Copy out every line below that contains the string "antelope", matching case exactly.

Recorded data
============================================================

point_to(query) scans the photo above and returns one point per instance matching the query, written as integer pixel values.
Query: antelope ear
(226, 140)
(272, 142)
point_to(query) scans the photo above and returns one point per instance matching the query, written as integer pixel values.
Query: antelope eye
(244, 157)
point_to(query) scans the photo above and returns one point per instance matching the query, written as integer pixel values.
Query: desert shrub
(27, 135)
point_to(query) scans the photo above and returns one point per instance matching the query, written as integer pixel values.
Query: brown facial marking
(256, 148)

============================================================

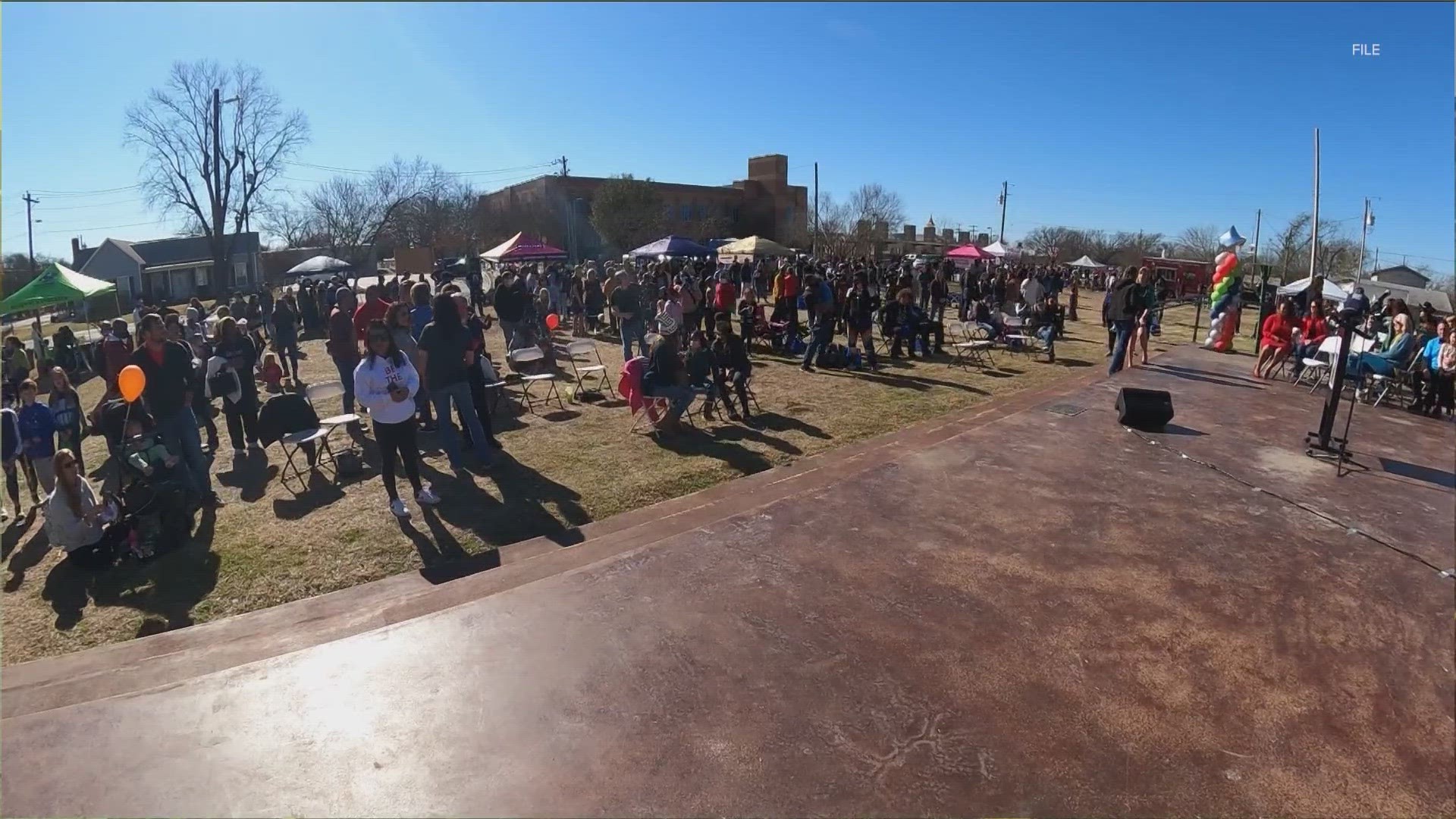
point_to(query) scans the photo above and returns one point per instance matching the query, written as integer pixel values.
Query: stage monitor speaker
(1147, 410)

============================================================

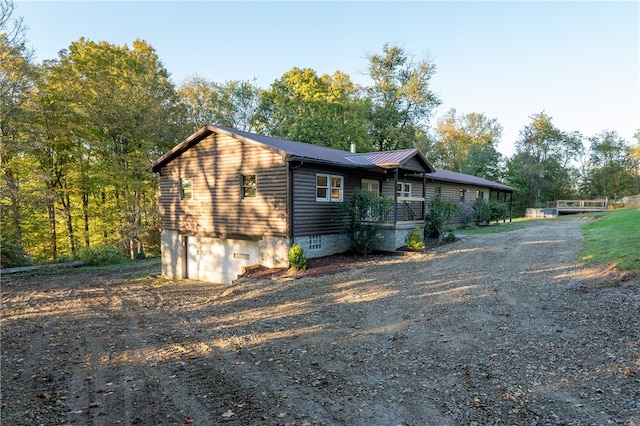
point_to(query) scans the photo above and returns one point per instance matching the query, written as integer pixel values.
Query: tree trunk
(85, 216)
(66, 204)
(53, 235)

============================================================

Final result
Query: antelope ear
Query: antelope eye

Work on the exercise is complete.